What is asked —
Locate every line in the listing below that contains the word "black", and copy each such line. Case counts.

(Entries on locating named things)
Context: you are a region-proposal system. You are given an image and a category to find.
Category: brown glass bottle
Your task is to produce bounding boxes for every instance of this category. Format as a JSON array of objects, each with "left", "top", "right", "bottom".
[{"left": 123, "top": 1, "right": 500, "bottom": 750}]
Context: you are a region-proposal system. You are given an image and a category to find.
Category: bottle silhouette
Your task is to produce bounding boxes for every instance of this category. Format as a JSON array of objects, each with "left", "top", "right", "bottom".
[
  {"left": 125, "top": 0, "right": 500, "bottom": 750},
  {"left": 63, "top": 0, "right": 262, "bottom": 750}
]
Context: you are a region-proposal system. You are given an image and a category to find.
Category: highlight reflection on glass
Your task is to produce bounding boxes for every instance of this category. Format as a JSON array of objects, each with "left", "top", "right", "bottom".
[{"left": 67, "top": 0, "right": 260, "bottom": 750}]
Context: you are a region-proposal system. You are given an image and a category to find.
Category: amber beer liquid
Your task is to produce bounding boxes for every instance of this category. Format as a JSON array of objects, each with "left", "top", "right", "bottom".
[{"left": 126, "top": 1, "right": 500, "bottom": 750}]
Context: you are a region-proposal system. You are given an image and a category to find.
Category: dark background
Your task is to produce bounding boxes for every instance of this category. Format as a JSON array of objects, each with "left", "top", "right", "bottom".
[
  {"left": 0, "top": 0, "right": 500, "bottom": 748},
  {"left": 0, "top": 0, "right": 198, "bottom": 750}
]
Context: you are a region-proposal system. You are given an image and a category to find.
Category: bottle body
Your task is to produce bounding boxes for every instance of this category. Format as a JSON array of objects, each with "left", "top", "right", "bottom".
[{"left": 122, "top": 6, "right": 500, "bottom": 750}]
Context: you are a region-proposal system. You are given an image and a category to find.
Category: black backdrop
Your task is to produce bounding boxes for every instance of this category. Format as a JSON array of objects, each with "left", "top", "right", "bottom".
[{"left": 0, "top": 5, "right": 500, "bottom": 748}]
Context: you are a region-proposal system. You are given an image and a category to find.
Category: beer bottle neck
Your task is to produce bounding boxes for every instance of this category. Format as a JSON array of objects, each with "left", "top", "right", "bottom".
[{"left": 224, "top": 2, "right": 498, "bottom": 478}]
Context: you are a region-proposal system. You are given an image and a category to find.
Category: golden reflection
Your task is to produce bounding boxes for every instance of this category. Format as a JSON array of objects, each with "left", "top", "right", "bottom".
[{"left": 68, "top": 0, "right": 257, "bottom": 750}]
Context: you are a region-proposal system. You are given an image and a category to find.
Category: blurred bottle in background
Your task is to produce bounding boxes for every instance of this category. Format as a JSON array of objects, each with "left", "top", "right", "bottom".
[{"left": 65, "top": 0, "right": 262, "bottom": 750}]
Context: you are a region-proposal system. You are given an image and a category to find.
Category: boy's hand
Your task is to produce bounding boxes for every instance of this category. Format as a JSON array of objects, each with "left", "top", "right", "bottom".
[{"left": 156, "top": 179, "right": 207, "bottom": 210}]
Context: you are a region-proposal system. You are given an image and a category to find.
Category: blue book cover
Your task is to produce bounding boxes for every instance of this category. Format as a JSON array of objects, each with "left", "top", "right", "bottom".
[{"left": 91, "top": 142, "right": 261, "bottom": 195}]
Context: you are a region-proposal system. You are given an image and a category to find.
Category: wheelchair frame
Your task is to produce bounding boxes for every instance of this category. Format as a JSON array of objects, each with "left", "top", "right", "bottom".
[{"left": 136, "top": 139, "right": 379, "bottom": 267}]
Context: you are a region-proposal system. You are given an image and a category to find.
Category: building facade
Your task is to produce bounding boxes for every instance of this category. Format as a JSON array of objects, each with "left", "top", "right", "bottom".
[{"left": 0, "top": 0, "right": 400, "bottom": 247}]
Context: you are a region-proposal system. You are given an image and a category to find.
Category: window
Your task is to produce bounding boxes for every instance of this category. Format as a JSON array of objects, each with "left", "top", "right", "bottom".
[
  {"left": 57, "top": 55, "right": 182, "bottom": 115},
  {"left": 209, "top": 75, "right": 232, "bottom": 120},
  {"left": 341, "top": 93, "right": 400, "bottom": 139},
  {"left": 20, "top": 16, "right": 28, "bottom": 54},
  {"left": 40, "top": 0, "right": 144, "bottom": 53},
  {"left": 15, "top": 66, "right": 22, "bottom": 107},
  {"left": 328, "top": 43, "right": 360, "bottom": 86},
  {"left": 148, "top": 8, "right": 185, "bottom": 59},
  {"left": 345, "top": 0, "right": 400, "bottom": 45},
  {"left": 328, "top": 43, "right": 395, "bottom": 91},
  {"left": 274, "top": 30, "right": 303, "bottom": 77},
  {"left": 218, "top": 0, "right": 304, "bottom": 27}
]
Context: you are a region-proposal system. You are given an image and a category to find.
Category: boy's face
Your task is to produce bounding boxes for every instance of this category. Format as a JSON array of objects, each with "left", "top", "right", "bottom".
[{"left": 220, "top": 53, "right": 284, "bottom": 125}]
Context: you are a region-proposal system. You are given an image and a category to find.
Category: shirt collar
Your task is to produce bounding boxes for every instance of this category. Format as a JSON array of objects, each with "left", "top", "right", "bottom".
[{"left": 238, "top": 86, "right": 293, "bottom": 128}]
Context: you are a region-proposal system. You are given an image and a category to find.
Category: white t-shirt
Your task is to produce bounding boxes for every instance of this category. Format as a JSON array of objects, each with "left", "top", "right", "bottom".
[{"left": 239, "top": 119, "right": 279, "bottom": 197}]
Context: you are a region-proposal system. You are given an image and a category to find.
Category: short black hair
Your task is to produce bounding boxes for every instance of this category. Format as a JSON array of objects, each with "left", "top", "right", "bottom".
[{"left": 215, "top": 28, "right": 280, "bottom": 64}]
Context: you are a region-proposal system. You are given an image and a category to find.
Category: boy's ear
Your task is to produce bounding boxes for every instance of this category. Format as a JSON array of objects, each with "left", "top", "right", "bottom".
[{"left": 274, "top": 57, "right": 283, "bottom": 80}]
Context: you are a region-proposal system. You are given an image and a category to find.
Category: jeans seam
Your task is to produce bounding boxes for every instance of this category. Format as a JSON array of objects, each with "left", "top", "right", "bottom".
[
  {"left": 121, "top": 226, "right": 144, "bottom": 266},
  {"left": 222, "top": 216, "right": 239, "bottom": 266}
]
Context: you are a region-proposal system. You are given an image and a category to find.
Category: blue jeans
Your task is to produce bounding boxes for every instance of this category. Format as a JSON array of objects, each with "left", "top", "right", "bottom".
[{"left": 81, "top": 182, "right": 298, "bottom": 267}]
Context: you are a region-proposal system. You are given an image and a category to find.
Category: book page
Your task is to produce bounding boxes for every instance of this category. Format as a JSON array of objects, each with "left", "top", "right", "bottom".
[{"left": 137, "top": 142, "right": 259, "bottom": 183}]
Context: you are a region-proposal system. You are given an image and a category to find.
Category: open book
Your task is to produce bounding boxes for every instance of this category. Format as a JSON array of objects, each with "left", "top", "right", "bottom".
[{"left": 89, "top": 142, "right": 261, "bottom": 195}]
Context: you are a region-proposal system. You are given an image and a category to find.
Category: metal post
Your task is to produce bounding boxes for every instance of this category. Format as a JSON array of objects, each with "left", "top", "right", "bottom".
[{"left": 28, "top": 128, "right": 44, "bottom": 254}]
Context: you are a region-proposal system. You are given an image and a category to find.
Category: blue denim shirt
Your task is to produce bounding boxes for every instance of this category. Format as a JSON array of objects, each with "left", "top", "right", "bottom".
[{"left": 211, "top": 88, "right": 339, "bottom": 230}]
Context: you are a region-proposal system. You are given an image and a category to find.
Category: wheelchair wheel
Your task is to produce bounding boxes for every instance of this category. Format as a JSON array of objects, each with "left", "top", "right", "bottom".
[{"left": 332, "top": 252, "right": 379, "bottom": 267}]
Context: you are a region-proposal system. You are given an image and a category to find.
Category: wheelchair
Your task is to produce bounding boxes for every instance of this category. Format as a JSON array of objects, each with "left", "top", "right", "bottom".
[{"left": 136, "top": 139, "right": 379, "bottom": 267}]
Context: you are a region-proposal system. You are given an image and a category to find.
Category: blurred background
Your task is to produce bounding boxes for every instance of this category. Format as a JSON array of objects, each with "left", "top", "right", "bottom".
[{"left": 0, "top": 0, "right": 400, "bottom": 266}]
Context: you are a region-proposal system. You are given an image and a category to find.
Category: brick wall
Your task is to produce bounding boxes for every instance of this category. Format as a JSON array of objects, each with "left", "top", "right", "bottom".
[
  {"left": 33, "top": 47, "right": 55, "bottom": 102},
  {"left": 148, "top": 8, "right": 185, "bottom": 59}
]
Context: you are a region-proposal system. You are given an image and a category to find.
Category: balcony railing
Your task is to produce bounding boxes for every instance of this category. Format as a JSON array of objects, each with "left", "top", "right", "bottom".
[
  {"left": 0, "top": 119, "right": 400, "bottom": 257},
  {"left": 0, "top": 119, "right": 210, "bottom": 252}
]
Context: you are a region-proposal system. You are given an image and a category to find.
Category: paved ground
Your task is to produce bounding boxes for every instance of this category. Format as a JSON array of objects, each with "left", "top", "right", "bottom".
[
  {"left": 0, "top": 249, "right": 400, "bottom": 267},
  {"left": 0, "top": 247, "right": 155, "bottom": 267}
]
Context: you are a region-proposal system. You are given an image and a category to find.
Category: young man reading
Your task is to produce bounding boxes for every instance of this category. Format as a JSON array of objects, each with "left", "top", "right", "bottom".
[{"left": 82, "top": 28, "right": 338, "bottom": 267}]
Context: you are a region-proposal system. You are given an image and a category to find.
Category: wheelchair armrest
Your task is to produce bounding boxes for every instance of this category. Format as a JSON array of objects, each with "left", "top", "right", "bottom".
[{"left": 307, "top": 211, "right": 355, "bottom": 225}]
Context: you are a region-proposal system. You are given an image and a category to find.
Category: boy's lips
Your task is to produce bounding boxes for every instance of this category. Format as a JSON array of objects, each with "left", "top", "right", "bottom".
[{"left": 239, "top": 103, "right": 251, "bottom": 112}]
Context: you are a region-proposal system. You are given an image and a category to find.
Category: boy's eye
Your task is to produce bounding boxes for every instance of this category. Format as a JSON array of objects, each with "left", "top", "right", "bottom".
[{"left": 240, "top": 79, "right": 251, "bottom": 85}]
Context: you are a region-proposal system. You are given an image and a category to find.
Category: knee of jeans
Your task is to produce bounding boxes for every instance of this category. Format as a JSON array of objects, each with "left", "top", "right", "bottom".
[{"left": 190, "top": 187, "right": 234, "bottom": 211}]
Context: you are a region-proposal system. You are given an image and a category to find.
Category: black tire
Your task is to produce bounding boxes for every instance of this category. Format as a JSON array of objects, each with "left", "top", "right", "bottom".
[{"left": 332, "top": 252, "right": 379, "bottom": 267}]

Response —
Category: black backdrop
Category: short black hair
Category: black tire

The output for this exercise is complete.